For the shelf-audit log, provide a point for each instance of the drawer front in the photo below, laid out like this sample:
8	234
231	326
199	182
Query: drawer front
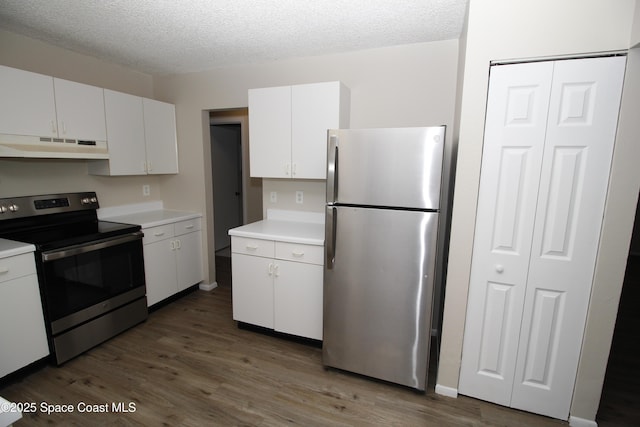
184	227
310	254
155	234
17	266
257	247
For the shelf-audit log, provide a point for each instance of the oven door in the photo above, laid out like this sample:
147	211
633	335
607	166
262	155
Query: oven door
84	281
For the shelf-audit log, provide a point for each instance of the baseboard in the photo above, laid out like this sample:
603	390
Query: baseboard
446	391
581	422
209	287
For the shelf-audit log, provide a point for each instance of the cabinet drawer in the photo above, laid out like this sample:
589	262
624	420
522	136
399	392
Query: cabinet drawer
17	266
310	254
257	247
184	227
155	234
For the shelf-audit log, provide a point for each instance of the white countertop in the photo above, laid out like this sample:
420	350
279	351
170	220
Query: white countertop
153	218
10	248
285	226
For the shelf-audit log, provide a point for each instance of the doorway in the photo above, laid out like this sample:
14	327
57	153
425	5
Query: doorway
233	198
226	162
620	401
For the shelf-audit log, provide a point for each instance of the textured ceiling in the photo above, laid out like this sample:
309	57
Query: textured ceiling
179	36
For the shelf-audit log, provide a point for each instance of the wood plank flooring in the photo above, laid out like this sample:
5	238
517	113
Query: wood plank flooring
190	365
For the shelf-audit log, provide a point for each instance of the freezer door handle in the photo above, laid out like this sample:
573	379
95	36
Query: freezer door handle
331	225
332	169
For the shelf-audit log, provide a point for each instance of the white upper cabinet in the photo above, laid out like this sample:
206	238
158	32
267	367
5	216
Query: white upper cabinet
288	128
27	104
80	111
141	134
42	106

══════════

_REQUIREMENT_: Write out again the lines from the one containing "the white upper" through the last line. Add 23 to every coordinate in the answer points, and keep the sample numbers as they are.

_EXERCISE ANSWER_:
For the shelf-audit log, provide a point for each instance of the white upper cabinet in the photo above, laid out like this sample:
206	238
158	32
267	367
5	216
Query: white upper cabinet
311	151
50	127
103	134
164	157
65	129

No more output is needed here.